**Your objective:**
Copy the lines below verbatim, keeping every one in its original order.

**Data listing:**
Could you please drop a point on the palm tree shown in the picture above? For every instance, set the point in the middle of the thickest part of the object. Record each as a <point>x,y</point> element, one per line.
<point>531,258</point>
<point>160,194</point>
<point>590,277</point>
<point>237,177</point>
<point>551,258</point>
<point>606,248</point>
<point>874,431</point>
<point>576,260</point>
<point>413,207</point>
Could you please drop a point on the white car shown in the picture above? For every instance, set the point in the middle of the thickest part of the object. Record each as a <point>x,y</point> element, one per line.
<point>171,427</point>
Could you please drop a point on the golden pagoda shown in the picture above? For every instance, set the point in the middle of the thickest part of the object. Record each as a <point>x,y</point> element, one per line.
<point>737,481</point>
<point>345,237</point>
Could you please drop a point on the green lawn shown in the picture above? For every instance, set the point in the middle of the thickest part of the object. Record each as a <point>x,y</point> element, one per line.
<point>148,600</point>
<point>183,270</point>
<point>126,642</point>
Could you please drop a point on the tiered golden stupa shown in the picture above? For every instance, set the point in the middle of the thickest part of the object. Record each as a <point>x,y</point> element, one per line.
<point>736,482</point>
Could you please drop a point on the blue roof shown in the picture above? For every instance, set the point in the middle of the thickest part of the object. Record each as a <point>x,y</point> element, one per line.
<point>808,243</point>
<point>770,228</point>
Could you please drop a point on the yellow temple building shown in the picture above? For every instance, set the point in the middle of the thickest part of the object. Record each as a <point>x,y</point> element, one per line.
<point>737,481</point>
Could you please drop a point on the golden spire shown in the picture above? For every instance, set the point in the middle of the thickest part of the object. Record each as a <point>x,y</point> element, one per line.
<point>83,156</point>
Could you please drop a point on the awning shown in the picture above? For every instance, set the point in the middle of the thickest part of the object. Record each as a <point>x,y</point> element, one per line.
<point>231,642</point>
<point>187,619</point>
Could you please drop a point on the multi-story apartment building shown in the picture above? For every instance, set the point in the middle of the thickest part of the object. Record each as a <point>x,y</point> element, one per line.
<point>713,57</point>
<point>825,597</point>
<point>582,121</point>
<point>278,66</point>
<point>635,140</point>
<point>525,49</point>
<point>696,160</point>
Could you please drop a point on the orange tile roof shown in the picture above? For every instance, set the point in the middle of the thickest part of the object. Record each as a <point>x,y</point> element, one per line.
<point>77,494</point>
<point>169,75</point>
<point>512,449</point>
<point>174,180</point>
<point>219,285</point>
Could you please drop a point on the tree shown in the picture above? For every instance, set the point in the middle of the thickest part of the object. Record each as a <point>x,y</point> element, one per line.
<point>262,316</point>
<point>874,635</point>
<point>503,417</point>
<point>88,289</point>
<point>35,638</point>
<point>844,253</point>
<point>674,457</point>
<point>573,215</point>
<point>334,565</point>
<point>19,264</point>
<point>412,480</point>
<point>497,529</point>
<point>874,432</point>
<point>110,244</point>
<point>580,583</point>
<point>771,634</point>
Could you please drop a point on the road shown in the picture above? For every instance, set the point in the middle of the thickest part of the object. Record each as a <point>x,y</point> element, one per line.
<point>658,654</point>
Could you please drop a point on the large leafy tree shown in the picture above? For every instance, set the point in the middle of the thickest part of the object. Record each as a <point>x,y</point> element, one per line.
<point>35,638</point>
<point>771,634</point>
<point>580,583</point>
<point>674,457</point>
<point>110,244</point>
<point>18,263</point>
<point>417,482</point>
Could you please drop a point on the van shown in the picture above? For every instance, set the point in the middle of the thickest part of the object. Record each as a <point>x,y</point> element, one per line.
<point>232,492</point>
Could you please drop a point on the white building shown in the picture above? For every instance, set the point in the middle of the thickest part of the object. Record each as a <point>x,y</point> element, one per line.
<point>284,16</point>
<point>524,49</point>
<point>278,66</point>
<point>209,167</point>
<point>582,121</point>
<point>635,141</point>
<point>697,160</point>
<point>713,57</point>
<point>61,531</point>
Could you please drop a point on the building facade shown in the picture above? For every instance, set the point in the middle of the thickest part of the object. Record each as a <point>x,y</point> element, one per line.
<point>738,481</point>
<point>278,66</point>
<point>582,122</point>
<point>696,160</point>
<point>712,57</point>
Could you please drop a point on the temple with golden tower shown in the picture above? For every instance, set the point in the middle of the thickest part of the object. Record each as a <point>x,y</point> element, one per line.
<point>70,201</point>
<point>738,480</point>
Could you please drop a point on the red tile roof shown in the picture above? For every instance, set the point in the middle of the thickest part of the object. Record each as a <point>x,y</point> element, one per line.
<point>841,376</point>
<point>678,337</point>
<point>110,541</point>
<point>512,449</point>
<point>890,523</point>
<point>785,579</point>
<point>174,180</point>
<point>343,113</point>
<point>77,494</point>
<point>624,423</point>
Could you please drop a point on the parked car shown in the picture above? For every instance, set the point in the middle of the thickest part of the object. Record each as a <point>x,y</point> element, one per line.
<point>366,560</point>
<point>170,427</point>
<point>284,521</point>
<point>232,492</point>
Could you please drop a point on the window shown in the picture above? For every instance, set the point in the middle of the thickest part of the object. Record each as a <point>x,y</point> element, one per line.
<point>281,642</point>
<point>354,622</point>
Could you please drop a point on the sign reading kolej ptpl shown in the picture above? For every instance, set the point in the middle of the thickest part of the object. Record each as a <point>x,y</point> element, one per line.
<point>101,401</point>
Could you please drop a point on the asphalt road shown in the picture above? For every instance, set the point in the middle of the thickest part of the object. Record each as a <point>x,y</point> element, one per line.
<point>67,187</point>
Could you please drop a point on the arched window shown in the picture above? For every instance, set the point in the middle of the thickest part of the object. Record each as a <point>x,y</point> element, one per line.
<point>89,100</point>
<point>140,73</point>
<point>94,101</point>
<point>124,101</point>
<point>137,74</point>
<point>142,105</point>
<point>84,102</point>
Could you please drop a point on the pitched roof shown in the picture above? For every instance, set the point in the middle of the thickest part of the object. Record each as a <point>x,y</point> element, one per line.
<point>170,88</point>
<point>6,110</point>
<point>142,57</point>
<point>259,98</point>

**Solution:**
Could you please drop a point on the palm tree shown in the picture above? For every instance, set the point in the middle of the thickest part of the object. Record each as a <point>x,y</point> element, one per line.
<point>531,258</point>
<point>160,194</point>
<point>590,277</point>
<point>237,177</point>
<point>551,258</point>
<point>606,248</point>
<point>874,431</point>
<point>576,260</point>
<point>413,207</point>
Could you please drop a point on the white car shown in the picture above? For every instance, set the point in the middle of the thickest part of the object. Record each as a <point>x,y</point> element, one per line.
<point>171,427</point>
Could you please drop a point on the golden pagoda shown in the picture above? For every instance, set the point in the middle of the thickest part of the object. Record each as a <point>x,y</point> element, one per line.
<point>737,481</point>
<point>345,237</point>
Could you please drop a point on the green lawn shown in the picture above? For every instance, set the point in the middle of the thickest part of the object. Record each as a <point>x,y</point> element, one per line.
<point>148,600</point>
<point>183,270</point>
<point>126,642</point>
Could you please drop a point on the tiered golden stupa shown in the picture above? For every instance, set the point in the middle of the thickest part of the object. Record each as a <point>x,y</point> element, one per line.
<point>736,482</point>
Could you please drop a point on the blue roof shown in the picture above? For every instance, set the point in the middle of the thickest part of the object. Record each as a <point>x,y</point> element, one per line.
<point>808,243</point>
<point>770,228</point>
Could you please drop a point on the yellow temple building shown in the picture above? For every instance, set the point in the middle of the thickest part of the object. Record each as a <point>x,y</point> element, one per line.
<point>737,481</point>
Could you please drop a point on the golden spire shown in the picture above? For every instance, set the point in the middle of the thickest part of the object. Record each as a <point>x,y</point> element, one per line.
<point>83,156</point>
Could you please drop a point on the awning shown in the picture above? For every instance, set the point in the middle of the thickest part of the object. Record each as a <point>x,y</point> element, one per line.
<point>231,642</point>
<point>187,619</point>
Could you please drop a point on the multi-story apartment building shown in the picture above? For every instance, set the point in the middle of the thickest part of the object. Record each as a <point>x,y</point> element, one per line.
<point>713,57</point>
<point>825,597</point>
<point>582,121</point>
<point>278,66</point>
<point>635,140</point>
<point>525,49</point>
<point>696,160</point>
Could you please drop a point on the orange tile roof shown in the picture above? For every instance, set the point in the middle of the thickest part of the object. Record each as a <point>x,y</point> element, one per line.
<point>77,494</point>
<point>169,75</point>
<point>512,449</point>
<point>174,180</point>
<point>219,285</point>
Could you please drop a point on the tree shown in the picture above? For every instance, set the point in the middle of the thickest part of the object. Record each as a <point>x,y</point> element, one per line.
<point>262,316</point>
<point>874,635</point>
<point>503,417</point>
<point>88,289</point>
<point>35,638</point>
<point>844,253</point>
<point>674,457</point>
<point>573,215</point>
<point>334,565</point>
<point>19,264</point>
<point>412,480</point>
<point>497,529</point>
<point>874,432</point>
<point>110,244</point>
<point>580,583</point>
<point>771,634</point>
Could you please drop a point on the road shown in the picture above? For every instance, set the point in the middle of the thickest part of the object. Record each as a <point>x,y</point> element, one per line.
<point>658,654</point>
Could you please drop a point on the large leafy tree shown in the picture above? For every instance, set the point in the middle of the thickest part of the object. Record each as a <point>x,y</point> element, one per line.
<point>35,638</point>
<point>771,634</point>
<point>580,583</point>
<point>674,457</point>
<point>110,244</point>
<point>18,263</point>
<point>417,482</point>
Could you please drop a point on the van shown in the picture above? For every instance, set the point in the middle of the thickest part of the object. Record each as a <point>x,y</point> element, one per line.
<point>232,492</point>
Could you please drop a point on the white building shown in the picture above? For every instance, set the point in the middle of the thickest part of the object. Record each as a <point>x,y</point> element, one per line.
<point>284,16</point>
<point>524,49</point>
<point>278,66</point>
<point>209,167</point>
<point>582,121</point>
<point>635,141</point>
<point>697,160</point>
<point>713,57</point>
<point>61,531</point>
Could you please drop a point on the building facade shown in the picture above? For every instance, set the point in the middle of the thickest part of the object. Record each as a <point>x,y</point> element, one per line.
<point>738,481</point>
<point>278,66</point>
<point>582,122</point>
<point>696,160</point>
<point>712,57</point>
Could you please drop a point on the temple with golden tower shown in the picture above? For every instance, set the point in the middle of the thickest part of the object. Record each as a <point>x,y</point> element, one per line.
<point>70,201</point>
<point>738,480</point>
Could you please drop a point on the red tile roof shown in the picture above? For every instance, set the point in the middle of the thickest part of the object. Record each as a <point>x,y</point> element, one per line.
<point>841,376</point>
<point>678,337</point>
<point>110,541</point>
<point>512,449</point>
<point>890,523</point>
<point>785,579</point>
<point>174,180</point>
<point>343,113</point>
<point>77,494</point>
<point>624,423</point>
Could you please drop a point on the parked car shown in the picture above? For every instance, set the point in the middle of the thickest part of the object. Record each as a <point>x,y</point> element, one per line.
<point>366,560</point>
<point>170,427</point>
<point>284,521</point>
<point>232,492</point>
Could you please drop a point on the window shown in the picture above? For every instance, set the point in the middle of the thickest part of the object. Record each as a <point>x,y</point> element, one per line.
<point>281,642</point>
<point>354,622</point>
Could you please drop a point on the sign reading kolej ptpl shown in the picture above? For every instance, set the point in the middle of the thickest part of the object. Record each as a <point>x,y</point> element, one per line.
<point>101,401</point>
Could you please drop a point on the asphalt road shown in the picture above? For every instance, set the point in the middle of the thickest part of the object. Record each as a <point>x,y</point> element, one per line.
<point>67,187</point>
Could you please drop a point on the arched window shown in the picture above? For every instance, set the point in the middle of the thickest part of the object. Record each as a <point>x,y</point> element, one per line.
<point>89,100</point>
<point>140,73</point>
<point>94,101</point>
<point>124,101</point>
<point>137,74</point>
<point>142,105</point>
<point>84,102</point>
Could you please drop a point on the pitched roof shown in the picture above? For every instance, set the point in the middle of the thickest part of the object. Record each as a <point>x,y</point> element, one per line.
<point>170,88</point>
<point>6,110</point>
<point>142,57</point>
<point>259,98</point>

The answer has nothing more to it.